Dataset entries:
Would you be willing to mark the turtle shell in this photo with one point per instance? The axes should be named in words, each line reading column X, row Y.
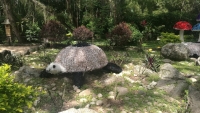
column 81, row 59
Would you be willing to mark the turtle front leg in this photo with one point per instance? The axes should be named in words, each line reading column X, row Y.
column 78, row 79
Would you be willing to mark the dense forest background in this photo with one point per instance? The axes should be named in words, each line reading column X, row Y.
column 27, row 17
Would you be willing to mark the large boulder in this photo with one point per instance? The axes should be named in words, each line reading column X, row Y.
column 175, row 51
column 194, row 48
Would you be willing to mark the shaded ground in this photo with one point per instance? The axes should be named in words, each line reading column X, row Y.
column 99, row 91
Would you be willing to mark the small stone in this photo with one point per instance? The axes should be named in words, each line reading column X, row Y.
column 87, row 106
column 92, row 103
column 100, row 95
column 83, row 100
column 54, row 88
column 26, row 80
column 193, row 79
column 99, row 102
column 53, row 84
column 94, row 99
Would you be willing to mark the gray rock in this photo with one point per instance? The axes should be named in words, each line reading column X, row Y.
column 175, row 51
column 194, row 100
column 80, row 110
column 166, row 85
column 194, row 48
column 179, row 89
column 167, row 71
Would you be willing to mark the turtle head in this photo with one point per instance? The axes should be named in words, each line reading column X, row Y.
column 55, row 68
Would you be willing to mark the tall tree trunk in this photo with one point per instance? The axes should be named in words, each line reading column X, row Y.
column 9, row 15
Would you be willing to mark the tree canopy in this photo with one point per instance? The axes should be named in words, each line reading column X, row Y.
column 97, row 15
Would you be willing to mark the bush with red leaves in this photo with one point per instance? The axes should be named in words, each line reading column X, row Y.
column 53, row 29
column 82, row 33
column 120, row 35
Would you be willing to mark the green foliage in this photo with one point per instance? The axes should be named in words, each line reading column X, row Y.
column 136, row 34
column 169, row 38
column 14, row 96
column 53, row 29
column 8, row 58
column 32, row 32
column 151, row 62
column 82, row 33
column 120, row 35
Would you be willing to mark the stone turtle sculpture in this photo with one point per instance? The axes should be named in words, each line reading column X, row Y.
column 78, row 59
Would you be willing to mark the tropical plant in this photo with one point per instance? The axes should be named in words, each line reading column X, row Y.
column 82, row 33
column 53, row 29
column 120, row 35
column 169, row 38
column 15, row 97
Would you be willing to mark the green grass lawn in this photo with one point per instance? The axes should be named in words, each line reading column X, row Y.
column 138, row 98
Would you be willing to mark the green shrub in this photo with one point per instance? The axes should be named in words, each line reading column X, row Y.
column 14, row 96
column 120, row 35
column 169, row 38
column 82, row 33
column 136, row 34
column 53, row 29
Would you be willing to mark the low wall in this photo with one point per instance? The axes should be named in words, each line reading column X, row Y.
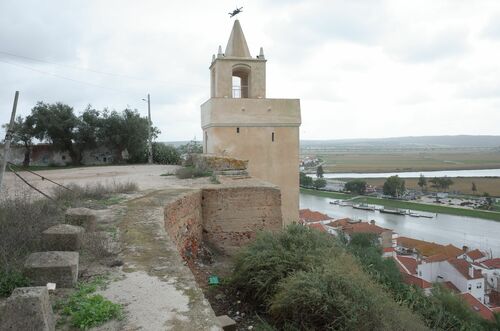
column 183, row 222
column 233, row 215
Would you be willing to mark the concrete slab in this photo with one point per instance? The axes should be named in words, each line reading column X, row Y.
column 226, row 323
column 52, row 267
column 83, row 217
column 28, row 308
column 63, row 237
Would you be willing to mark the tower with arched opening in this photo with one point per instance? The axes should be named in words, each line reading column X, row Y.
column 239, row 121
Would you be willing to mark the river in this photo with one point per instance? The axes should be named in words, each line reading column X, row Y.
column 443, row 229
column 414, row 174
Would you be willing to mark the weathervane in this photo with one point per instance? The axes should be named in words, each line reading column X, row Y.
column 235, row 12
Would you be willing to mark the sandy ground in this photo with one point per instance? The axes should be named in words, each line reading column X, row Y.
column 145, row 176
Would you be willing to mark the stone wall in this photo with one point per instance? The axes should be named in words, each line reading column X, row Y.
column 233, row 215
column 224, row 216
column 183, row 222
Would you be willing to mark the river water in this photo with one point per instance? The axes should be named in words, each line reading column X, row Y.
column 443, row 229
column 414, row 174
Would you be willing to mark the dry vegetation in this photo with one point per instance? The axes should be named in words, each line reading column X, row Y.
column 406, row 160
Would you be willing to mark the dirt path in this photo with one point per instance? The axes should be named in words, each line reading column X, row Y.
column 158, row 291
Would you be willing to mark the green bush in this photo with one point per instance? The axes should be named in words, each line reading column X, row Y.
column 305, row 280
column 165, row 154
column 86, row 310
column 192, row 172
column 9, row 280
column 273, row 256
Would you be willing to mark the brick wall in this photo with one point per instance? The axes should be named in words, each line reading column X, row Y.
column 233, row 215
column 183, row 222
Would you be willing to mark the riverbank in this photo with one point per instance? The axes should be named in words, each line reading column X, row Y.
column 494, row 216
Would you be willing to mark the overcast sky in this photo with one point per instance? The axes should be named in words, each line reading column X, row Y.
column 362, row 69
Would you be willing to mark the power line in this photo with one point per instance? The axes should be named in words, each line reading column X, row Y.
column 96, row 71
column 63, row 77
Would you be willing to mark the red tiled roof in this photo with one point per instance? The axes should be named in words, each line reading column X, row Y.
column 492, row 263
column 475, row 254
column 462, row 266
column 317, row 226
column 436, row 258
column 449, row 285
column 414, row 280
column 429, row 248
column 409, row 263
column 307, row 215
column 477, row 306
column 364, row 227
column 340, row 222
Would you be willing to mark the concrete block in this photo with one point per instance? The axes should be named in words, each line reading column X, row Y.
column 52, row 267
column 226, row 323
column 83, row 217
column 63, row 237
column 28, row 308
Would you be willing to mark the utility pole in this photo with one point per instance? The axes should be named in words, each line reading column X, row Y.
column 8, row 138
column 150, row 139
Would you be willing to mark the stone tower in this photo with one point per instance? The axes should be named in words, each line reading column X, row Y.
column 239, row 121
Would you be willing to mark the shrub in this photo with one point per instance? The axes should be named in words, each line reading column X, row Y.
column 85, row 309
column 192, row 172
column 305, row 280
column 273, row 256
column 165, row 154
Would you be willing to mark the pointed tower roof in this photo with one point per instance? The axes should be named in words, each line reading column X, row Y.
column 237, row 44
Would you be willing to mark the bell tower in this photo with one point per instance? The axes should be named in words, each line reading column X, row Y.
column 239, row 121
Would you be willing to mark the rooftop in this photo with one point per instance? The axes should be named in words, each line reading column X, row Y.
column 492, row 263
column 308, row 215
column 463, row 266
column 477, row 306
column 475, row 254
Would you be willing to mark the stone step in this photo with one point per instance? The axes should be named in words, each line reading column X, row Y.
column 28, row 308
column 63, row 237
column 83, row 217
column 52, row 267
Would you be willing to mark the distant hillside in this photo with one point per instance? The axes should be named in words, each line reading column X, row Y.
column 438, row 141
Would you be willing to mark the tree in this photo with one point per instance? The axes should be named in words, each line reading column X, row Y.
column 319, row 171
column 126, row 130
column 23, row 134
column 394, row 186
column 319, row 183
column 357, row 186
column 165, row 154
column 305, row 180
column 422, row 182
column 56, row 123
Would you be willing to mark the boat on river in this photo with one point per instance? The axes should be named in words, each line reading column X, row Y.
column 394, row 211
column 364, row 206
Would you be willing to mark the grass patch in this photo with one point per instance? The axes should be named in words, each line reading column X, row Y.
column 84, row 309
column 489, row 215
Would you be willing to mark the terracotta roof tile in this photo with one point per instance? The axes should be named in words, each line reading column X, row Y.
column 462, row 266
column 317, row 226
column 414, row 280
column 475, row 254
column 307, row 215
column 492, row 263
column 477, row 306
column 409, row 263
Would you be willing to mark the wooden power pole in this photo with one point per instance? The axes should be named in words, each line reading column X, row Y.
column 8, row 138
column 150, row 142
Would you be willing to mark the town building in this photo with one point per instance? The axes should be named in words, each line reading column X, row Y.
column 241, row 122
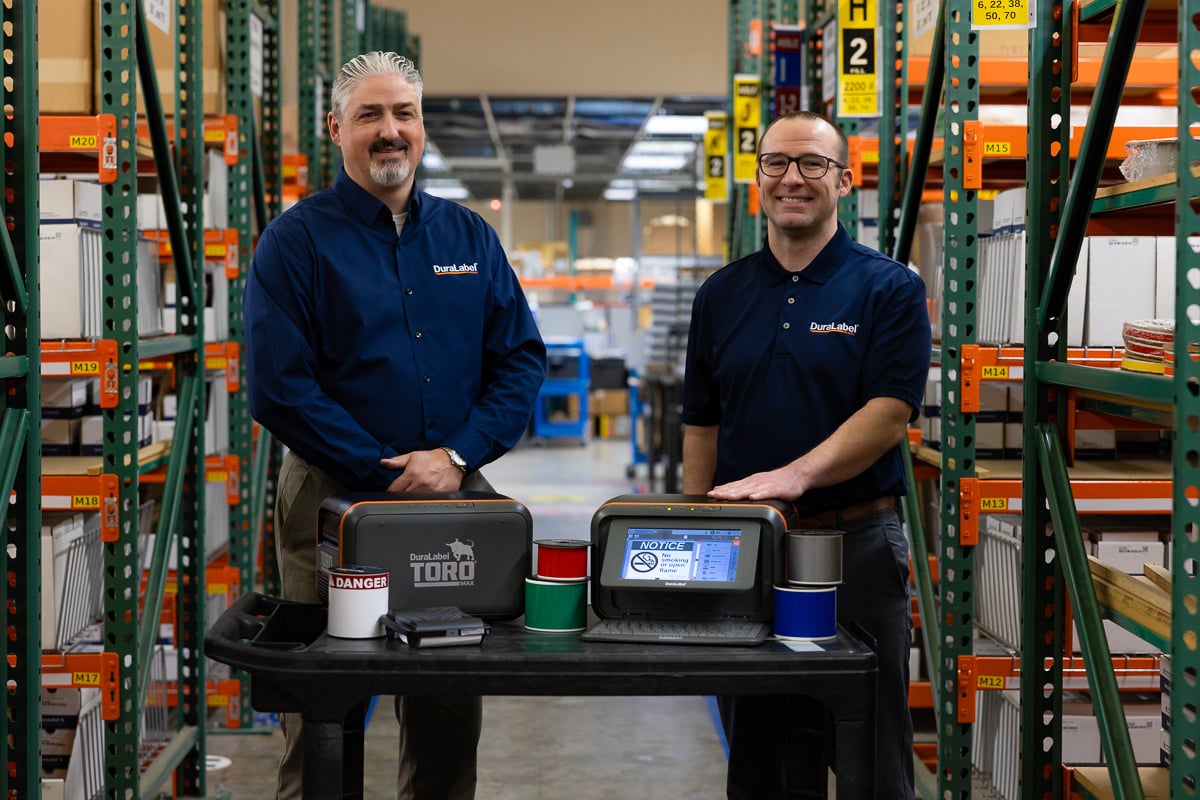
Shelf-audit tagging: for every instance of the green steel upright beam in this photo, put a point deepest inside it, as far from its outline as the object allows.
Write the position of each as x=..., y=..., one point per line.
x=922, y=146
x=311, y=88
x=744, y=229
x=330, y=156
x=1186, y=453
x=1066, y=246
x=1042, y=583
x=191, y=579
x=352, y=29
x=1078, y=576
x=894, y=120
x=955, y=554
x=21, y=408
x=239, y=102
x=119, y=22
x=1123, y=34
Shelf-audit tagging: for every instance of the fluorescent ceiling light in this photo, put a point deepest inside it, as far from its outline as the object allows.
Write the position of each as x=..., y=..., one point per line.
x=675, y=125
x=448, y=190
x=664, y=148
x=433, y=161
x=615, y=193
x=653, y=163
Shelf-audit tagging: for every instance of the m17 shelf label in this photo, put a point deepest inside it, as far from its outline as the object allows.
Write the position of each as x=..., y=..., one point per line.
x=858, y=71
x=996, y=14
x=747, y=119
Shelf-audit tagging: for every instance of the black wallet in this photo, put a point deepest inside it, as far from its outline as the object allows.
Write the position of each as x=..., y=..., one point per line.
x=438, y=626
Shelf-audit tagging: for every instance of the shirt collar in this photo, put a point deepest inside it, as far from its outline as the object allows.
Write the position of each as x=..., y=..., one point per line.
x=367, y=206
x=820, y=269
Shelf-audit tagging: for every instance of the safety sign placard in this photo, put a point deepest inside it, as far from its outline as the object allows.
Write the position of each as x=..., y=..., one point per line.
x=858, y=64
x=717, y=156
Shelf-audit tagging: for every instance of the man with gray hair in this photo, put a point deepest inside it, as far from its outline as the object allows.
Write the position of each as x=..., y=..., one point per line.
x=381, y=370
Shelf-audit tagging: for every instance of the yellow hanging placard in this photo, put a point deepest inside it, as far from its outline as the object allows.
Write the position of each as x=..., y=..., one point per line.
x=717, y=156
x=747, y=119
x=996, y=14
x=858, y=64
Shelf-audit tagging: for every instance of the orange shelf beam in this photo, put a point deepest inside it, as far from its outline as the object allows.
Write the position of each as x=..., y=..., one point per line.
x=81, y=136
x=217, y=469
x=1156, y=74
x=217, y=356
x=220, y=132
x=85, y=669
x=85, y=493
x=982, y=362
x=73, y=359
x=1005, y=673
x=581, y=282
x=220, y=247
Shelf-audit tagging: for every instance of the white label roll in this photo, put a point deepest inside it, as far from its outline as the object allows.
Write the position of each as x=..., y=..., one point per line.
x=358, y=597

...

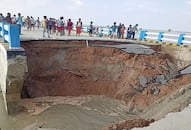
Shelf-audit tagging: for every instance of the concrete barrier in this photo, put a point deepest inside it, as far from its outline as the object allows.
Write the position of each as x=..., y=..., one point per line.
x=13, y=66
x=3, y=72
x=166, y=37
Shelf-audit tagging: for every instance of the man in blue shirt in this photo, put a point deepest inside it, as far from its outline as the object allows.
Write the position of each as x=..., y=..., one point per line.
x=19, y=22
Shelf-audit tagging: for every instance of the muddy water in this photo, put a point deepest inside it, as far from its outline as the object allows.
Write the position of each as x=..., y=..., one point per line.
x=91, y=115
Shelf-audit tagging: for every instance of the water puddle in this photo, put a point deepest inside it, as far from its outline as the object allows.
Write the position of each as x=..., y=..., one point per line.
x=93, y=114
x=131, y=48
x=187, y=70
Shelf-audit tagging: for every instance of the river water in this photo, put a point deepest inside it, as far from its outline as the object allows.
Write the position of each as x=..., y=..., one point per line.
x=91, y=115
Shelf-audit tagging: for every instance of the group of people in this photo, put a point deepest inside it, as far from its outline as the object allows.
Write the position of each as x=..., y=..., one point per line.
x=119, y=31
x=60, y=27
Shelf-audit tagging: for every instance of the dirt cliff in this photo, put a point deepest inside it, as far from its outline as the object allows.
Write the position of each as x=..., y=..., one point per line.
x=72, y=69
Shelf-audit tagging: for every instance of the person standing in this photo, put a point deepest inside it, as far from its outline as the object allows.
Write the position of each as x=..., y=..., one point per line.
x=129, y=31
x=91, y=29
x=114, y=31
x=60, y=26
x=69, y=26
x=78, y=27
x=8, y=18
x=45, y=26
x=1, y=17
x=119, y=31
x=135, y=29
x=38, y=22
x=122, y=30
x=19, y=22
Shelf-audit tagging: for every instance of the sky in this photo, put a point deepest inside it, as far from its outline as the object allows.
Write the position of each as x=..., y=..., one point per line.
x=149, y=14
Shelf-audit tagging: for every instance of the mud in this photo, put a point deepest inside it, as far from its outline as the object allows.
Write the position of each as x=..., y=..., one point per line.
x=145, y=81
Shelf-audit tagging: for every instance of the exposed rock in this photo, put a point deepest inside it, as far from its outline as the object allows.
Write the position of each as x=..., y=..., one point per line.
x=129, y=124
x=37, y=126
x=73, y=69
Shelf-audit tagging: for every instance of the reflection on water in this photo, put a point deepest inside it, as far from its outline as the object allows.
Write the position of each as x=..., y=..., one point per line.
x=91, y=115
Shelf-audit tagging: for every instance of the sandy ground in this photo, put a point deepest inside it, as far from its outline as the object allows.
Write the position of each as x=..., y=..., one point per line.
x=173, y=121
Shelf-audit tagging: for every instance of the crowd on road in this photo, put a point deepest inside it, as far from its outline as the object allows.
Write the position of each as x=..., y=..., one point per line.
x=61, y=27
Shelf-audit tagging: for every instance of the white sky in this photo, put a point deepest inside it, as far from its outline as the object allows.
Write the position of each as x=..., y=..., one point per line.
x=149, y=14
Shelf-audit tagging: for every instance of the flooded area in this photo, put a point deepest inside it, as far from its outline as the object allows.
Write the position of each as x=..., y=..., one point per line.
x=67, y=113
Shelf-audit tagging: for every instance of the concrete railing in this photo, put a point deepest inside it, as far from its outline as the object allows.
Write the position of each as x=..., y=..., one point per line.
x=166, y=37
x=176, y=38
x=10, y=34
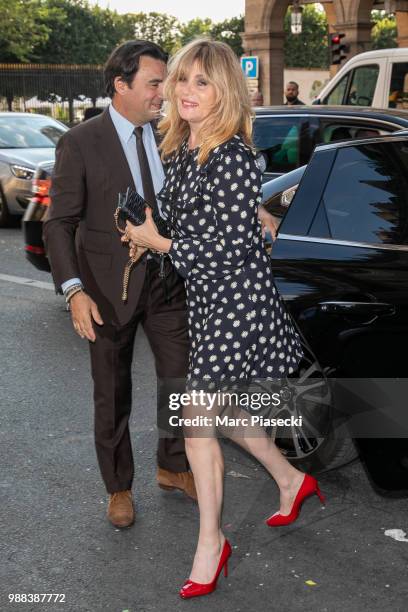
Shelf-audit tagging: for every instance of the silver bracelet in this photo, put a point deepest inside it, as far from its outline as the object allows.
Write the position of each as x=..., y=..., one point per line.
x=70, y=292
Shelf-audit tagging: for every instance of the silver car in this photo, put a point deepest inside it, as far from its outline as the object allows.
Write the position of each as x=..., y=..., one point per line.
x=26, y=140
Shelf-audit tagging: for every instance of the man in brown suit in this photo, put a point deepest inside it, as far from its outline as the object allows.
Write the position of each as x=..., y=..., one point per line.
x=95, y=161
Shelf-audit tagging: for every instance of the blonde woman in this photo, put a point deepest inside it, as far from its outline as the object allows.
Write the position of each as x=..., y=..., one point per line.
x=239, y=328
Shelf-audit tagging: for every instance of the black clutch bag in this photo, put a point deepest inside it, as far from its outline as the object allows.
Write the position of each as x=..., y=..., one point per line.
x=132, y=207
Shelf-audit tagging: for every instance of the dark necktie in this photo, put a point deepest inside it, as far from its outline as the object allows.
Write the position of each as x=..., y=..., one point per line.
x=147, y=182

Requirement: Find out how many lines above hold "label". Write only the number.

Solved problem: 2